List every line in the records below that contains the word "instance", and copy each one in full.

ENTRIES.
## Begin

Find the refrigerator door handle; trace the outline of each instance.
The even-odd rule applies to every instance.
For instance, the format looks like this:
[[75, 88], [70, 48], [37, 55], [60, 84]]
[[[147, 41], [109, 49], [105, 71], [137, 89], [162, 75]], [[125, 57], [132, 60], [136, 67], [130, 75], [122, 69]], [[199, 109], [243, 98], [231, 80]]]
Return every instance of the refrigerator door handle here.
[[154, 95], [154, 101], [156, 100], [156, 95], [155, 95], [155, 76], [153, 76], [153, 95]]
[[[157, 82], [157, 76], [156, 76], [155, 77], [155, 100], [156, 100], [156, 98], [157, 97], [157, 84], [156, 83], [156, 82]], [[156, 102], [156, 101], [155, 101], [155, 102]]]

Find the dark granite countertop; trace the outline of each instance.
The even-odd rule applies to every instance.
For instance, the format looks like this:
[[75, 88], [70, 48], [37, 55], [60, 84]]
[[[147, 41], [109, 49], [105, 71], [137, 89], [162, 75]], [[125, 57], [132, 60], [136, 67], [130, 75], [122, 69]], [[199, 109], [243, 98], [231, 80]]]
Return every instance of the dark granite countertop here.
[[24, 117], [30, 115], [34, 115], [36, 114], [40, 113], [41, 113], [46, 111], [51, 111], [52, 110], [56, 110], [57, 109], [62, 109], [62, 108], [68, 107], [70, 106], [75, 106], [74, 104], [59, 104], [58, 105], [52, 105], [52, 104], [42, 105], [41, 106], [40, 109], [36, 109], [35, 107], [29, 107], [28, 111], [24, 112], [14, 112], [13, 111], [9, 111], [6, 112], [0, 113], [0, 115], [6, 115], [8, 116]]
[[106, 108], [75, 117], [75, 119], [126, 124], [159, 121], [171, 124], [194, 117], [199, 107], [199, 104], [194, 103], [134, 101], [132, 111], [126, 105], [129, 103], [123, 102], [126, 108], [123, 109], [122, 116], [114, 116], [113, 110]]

## End

RESPONSE FOR THIS EXERCISE.
Find the refrigerator door handle; trace the outline of each instance.
The even-odd rule applies to every instance.
For instance, the format looks like this:
Return every instance of the refrigerator door handle here.
Find the dark granite countertop; trace the outline of each instance.
The even-odd rule applies to every instance.
For instance, the format looks like this:
Return every instance of the dark granite countertop here.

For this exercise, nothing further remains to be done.